• [Exercise] Within these entries, which lines include the string "blue"? Copy each one.
*** Opening of Records for this task ***
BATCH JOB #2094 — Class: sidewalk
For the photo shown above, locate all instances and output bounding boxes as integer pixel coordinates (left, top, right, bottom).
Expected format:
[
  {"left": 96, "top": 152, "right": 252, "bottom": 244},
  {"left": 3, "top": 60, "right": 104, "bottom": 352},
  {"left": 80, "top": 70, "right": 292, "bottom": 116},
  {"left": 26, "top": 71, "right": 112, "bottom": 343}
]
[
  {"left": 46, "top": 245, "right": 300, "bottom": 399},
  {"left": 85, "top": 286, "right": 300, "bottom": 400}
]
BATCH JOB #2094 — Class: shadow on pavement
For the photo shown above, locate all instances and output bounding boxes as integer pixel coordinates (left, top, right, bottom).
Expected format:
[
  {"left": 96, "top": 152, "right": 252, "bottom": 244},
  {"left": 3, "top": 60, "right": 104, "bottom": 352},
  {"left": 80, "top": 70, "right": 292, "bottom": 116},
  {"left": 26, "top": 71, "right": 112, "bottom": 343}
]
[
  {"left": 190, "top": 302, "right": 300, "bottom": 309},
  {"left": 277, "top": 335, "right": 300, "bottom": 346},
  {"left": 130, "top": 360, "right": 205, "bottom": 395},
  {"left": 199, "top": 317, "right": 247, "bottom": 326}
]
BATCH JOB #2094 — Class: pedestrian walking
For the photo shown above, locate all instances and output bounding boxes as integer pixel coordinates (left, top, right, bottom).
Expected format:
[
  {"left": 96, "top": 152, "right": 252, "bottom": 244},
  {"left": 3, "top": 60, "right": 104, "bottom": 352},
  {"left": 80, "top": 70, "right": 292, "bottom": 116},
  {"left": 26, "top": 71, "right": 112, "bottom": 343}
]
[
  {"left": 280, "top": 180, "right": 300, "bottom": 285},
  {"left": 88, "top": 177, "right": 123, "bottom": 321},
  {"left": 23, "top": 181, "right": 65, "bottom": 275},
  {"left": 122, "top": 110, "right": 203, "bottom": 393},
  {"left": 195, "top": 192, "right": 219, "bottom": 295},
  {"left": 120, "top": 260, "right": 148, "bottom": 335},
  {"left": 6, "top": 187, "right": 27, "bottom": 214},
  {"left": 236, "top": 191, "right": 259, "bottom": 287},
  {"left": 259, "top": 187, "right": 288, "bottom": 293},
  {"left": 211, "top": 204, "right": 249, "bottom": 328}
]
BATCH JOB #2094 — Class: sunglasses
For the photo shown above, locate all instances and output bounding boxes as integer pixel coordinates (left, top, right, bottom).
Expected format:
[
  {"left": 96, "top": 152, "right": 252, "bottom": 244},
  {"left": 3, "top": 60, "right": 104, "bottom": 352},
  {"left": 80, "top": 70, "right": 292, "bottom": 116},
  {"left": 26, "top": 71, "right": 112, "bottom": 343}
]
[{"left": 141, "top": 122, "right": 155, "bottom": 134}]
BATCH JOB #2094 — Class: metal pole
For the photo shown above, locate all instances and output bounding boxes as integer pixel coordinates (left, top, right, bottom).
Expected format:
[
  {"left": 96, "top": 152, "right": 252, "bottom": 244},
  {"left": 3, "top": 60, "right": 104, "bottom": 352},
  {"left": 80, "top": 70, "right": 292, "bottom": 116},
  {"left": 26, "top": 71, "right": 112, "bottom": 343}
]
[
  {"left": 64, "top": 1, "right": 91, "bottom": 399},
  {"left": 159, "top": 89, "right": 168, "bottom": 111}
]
*** Close of Records for this task ***
*** Opening of Records for this task ***
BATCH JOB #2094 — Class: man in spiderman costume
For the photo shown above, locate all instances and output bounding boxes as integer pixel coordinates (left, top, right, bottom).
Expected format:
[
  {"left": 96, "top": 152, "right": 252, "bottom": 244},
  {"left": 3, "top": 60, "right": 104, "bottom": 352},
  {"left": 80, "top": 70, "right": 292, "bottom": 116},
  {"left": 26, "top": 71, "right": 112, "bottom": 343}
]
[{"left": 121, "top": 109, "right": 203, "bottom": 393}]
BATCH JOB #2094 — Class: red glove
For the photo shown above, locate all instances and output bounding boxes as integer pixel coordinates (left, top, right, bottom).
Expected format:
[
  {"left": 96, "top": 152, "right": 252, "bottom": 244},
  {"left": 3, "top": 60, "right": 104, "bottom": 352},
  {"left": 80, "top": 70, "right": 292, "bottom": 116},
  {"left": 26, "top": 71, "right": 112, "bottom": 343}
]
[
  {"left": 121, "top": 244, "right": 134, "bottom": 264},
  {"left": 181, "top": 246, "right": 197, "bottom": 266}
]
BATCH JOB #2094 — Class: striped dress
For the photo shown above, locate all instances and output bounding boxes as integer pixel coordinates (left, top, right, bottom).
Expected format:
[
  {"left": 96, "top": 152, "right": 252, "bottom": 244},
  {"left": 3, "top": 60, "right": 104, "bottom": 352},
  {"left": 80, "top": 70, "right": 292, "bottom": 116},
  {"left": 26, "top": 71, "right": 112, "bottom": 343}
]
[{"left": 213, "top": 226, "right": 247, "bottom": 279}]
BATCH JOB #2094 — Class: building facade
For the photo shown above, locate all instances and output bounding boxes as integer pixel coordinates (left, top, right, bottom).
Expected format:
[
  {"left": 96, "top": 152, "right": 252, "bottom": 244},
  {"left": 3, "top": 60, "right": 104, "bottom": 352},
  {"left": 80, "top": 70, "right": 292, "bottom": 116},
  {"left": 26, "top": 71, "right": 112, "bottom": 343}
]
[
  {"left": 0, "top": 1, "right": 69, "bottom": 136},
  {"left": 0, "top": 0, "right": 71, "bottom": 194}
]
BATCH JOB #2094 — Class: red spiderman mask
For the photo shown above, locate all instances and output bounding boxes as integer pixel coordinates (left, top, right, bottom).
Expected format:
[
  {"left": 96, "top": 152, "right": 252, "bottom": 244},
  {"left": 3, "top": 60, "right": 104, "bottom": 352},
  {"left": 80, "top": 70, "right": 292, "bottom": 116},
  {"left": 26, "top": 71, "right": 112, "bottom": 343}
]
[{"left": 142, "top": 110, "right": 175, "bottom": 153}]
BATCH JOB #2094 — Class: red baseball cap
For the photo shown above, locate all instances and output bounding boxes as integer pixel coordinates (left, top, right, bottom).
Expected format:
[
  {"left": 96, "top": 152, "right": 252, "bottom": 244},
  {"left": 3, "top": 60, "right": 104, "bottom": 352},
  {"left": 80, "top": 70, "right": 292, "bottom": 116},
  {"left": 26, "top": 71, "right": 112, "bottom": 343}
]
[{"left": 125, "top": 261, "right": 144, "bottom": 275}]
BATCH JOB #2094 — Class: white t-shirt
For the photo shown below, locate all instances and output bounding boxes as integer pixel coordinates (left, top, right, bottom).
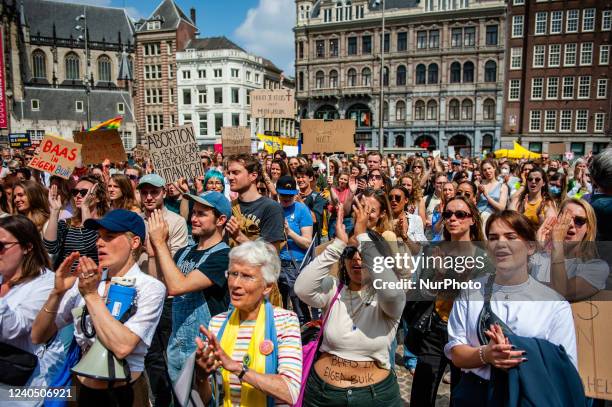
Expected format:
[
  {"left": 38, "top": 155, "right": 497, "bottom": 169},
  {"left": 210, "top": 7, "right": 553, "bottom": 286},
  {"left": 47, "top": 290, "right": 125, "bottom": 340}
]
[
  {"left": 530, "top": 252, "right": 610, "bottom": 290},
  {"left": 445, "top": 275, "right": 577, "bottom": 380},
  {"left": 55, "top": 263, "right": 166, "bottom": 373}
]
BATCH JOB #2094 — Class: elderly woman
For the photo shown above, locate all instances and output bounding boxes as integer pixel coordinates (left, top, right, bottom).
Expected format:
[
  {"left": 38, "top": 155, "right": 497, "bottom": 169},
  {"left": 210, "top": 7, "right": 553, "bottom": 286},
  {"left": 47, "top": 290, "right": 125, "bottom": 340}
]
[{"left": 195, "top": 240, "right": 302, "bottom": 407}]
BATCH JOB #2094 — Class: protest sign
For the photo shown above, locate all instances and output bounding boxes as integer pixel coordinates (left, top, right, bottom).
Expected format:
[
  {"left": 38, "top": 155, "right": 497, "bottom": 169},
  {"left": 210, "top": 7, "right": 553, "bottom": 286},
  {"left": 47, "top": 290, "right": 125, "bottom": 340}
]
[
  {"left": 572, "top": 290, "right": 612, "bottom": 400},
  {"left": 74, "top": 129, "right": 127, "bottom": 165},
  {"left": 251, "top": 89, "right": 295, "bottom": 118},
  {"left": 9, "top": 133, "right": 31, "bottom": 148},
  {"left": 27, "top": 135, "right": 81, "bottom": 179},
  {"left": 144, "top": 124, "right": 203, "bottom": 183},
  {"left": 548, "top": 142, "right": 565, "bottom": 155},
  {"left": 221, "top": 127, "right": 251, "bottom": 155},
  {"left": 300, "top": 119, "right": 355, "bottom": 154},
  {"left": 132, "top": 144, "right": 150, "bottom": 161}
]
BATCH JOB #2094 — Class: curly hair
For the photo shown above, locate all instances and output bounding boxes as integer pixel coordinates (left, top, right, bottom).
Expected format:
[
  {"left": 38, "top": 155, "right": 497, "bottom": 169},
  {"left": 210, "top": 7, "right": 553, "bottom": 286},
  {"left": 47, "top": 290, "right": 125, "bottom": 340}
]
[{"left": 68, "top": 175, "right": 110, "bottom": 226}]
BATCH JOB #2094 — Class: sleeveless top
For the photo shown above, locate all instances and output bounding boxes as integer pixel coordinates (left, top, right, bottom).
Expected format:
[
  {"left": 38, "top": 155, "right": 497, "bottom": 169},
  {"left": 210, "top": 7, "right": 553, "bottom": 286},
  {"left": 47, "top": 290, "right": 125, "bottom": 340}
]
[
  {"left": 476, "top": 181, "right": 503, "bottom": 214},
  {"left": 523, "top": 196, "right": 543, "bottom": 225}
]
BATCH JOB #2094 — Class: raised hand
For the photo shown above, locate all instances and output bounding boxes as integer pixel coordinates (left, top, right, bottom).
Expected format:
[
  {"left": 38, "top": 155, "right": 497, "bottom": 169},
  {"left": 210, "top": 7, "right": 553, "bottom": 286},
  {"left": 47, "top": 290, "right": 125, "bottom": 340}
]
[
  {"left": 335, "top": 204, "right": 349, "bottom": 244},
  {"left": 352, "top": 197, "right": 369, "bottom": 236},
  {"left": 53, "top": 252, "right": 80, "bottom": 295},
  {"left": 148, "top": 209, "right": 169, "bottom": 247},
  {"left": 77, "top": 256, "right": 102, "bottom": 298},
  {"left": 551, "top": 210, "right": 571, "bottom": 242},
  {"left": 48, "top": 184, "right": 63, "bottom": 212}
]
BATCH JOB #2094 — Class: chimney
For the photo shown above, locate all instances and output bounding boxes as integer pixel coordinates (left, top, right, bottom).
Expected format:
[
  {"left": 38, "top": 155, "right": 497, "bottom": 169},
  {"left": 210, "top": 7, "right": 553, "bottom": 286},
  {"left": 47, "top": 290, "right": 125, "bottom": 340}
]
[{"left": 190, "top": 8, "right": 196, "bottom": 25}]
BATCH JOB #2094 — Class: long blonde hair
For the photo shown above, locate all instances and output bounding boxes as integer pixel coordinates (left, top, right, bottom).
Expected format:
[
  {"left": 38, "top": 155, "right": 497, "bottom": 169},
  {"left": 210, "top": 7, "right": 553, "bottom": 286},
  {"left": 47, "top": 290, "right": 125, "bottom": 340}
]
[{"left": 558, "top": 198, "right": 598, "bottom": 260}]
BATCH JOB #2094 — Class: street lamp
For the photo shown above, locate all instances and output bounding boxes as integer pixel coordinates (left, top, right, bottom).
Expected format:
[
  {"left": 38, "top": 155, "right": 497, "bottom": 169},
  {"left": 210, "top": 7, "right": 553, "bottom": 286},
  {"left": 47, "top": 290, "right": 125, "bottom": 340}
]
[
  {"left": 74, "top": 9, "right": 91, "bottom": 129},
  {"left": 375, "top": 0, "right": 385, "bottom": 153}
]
*** Close of Records for this task ***
*** Opening of Records for this task ***
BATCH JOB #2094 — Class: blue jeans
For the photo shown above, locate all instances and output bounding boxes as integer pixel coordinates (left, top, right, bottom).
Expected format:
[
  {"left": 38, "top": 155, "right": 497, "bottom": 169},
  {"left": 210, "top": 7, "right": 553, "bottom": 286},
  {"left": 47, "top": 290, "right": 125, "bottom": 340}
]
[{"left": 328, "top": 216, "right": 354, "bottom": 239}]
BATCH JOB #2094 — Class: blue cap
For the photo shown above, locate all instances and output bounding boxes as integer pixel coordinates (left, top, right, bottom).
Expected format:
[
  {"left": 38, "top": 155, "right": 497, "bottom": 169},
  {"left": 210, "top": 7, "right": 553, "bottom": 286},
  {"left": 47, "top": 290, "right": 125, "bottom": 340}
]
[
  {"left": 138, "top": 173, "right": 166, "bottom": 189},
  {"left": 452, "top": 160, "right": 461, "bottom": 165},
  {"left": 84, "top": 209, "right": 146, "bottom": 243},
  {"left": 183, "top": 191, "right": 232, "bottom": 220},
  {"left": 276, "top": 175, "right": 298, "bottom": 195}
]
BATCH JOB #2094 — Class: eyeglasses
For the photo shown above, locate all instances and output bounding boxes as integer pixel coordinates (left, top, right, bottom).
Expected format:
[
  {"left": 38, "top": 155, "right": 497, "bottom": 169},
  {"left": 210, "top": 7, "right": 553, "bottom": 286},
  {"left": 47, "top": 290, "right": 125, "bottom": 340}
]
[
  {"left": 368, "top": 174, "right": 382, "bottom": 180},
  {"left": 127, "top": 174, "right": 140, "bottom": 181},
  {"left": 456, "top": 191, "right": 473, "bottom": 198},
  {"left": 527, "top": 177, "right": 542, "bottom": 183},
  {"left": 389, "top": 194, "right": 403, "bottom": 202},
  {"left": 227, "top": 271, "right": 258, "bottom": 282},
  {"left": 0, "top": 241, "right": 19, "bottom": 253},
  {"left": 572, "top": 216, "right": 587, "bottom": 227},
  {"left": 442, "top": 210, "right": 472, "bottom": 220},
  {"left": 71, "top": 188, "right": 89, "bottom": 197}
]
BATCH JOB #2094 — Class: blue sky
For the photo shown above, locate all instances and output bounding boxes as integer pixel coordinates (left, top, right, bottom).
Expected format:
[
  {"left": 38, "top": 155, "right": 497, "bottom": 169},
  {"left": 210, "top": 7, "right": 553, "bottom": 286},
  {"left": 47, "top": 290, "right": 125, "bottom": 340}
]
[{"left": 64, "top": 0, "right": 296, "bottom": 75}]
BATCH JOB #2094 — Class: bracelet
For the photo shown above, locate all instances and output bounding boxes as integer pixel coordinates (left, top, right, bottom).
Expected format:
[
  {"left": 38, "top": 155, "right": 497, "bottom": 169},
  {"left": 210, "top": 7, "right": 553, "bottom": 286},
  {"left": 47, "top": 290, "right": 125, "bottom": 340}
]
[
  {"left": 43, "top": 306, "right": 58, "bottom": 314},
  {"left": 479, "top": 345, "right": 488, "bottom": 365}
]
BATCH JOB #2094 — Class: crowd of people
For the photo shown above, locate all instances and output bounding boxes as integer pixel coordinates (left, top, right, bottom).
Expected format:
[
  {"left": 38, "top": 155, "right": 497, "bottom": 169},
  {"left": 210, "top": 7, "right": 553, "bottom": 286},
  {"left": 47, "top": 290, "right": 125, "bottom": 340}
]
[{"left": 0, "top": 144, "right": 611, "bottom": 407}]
*** Close of Records for this task ***
• [Response box]
BATCH JOB #2094 — Class: blue jeans
BATCH JOB #2094 — Class: blue cap
BATCH JOB #2094 — Class: blue sky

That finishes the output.